:: TEXT SECTION ::
=-=-=-=-=

Institutional Neutrality Is a Copout

January 11, 2025
Among American universities these days, institutional neutrality is decidedly on the rise. The Foundation for Individual Rights and Expression, an advocate for neutrality, now lists 25 institutions that have adopted this position, most in the last year.   There are different formulations of the position, but the oft-cited locus classicus is the University of Chicago’s 1967 Kalven Report, […]

Among American universities these days, institutional neutrality is decidedly on the rise. The Foundation for Individual Rights and Expression, an advocate for neutrality, now lists 25 institutions that have adopted this position, most in the last year.

 

There are different formulations of the position, but the oft-cited locus classicus is the University of Chicago’s 1967 Kalven Report, which says that positions on salient social or political issues can be expressed by individual students or faculty members, but that the university itself should take no “collective position,” but adhere to “neutrality … as an institution” — although it does have an obligation “actively to defend its interests and its values.” Some version of that position is becoming increasingly widespread. Harvard, the nation’s oldest university, adopted last May the recommendations of a faculty working group that “the university has a responsibility to speak out to protect and promote its core function … [and] defend [its] autonomy and academic freedom when threatened,” but it should not issue statements about other public matters.

 

Rev. John I. Jenkins, The Chronicle of Higher Education, January 7, 2025.

 

 

“…the university has a responsibility to speak out to protect and promote its core function…” , that alone erodes the semantics of the concept, institutional neutrality. Autonomy and any institutional freedom is a public matter. But what happens when curriculum is no longer a core function of a university? Australian universities no longer have curriculum as a core function. The ‘Job Ready’ policies will ensure that Australian standards of the curriculum will always be very poor on global standards. Curriculum is not training but comprehensive education related to the subject/discipline area. Comprehension does not mean complete nor full of everything; the way the idiot political policy deciders think.

=-=-=-=-=

:: RECORD SET ::
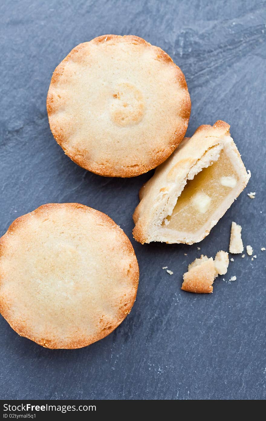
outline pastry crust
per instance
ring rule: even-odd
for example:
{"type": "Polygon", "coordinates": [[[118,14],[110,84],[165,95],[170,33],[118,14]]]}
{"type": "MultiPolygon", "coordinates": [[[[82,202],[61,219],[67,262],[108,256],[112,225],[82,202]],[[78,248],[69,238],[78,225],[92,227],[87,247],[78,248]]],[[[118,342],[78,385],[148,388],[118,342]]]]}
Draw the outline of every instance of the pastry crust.
{"type": "Polygon", "coordinates": [[[107,215],[50,203],[18,218],[0,239],[0,311],[21,336],[74,349],[107,336],[129,313],[139,268],[107,215]]]}
{"type": "MultiPolygon", "coordinates": [[[[192,244],[207,235],[245,187],[250,177],[230,136],[230,126],[221,120],[213,126],[200,126],[191,138],[184,139],[165,163],[156,168],[154,175],[141,188],[140,202],[133,215],[135,226],[133,236],[143,244],[151,241],[192,244]],[[219,159],[224,151],[239,178],[226,200],[223,202],[198,231],[194,233],[170,229],[163,223],[171,216],[188,180],[219,159]]],[[[167,222],[167,221],[166,221],[167,222]]]]}
{"type": "Polygon", "coordinates": [[[47,100],[65,153],[109,177],[138,176],[165,161],[184,136],[190,106],[179,68],[133,35],[77,45],[55,70],[47,100]]]}
{"type": "Polygon", "coordinates": [[[244,246],[241,238],[242,230],[242,227],[241,225],[237,225],[234,221],[232,222],[229,245],[229,251],[230,253],[236,254],[243,253],[244,246]]]}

=-=-=-=-=

Condense the paragraph in the post on institutional neutrality that begins "There are different formulations of the position" into a short bulleted list that keeps its main facts. Rely solely on the text when completing the task.

- The most frequently cited formulation of institutional neutrality is the University of Chicago's 1967 Kalven Report.
- The report holds that individual students or faculty members may express positions on salient social or political issues, but the university itself should take no collective position and should remain neutral as an institution.
- The university nonetheless has an obligation to actively defend its interests and its values.
- Some version of this position is becoming increasingly widespread.
- Last May, Harvard adopted a faculty working group's recommendations: the university should speak out to protect its core function and to defend its autonomy and academic freedom when threatened, but it should not issue statements on other public matters.